PROMPT 1
Retype everything from "(Helen Stout of" down to "a vest) top-down." in the post on steeks below.

::: DOCUMENT

This is the first of three posts looking at steeks and how to reinforce, cut, and finish them.

I thought I’d start right at the beginning: what is a steek?

Put simply, a steek is a small bridge of knitted stitches that are additional to the main pattern. This bridge enables the knitter to work seamlessly, and continuously, in the round. (Most knitters find that colourwork is generally much easier to execute in the round because there are no purl rows, and the pace and flow of the work is smoother.) On a design like my Rams and Yowes blanket, the steek bridge means that, instead of knit / purling back and forth, the knitter works the blanket as one large tube. When the knitting is complete, the steek bridge is reinforced, cut down the middle, and the tube is thereby transformed into a flat piece of fabric. Stitches are then picked up around the edges, and an envelope facing is created which contains the cut edges of the steek.

(Helen Stout of Busta, Shetland, knitting a Fairisle gansey).

On garments, steeks can be used to create armscyes, neck openings, pockets, or cardigan fronts. In the photo above, you can see that Helen Stout has steeked the armscyes of this gansey. Later, she will cut the steek , and pick up stitches around the armscye in order to work the sleeves (or edgings, if it is a vest) top-down.

My Tortoise and Hare sweater uses steeks in a similar manner. The knitter works the whole sweater in the round, adding steek bridges for the neck and armscye openings. These are reinforced and cut, sleeves and edgings are added, and the steek facings are turned to the inside of the garment.

Over time the facings felt and merge into the fabric, and the steeks simply become one with the rest of the garment. This works particularly well if the garment has been knitted in a nice woolly wool, like a Shetland. You may remember a post I wrote a while ago about this Shetland cardigan, which is steeked at the front opening and armscyes, and has seen many years of wear.

::::::
::: SUPPLIED INFORMATION

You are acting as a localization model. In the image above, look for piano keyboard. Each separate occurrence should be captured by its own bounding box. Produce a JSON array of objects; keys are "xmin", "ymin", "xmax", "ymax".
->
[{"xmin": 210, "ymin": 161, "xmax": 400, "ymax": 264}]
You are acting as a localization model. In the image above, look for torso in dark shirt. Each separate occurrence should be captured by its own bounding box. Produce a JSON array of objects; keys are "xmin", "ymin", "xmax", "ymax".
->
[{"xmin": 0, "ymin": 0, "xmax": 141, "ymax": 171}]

::::::
::: SUPPLIED INFORMATION

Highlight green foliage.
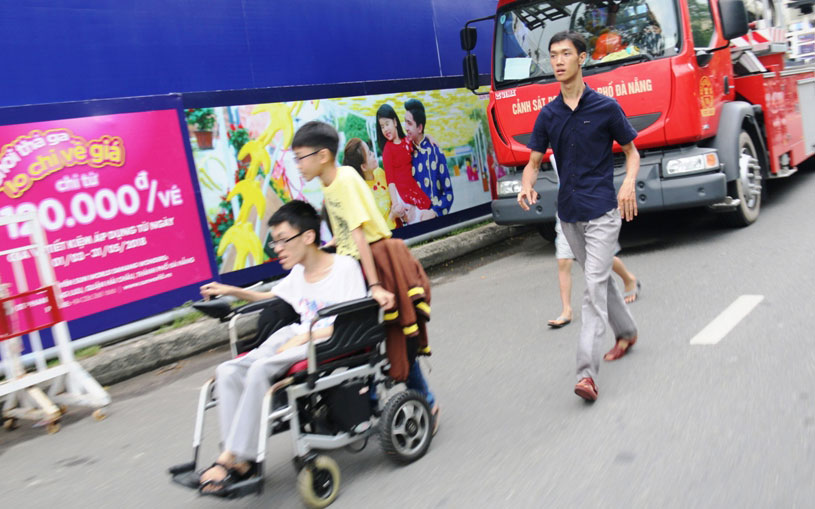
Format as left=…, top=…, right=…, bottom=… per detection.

::::::
::: SUPPLIED INFORMATION

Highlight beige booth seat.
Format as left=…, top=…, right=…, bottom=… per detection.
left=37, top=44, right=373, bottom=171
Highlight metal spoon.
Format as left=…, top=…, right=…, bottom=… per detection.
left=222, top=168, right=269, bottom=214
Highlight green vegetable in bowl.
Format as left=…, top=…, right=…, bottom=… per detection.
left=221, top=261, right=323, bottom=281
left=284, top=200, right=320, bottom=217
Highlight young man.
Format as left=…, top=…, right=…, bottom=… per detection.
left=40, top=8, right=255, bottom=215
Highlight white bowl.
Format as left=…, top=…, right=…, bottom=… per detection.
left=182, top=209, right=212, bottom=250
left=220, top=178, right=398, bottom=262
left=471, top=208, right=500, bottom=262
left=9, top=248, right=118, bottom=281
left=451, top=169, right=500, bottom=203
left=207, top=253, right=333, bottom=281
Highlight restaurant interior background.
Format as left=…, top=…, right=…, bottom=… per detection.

::::::

PROMPT 2
Give only the number of lines in the rows above that contain the string "objects".

WORKED SOLUTION 1
(Helen Stout of Busta, Shetland, knitting a Fairisle gansey).

On garments, steeks can be used to create armscyes, neck openings, pockets, or cardigan fronts. In the photo above, you can see that Helen Stout has steeked the armscyes of this gansey. Later, she will cut the steek , and pick up stitches around the armscye in order to work the sleeves (or edgings, if it is a vest) top-down.

WORKED SOLUTION 2
2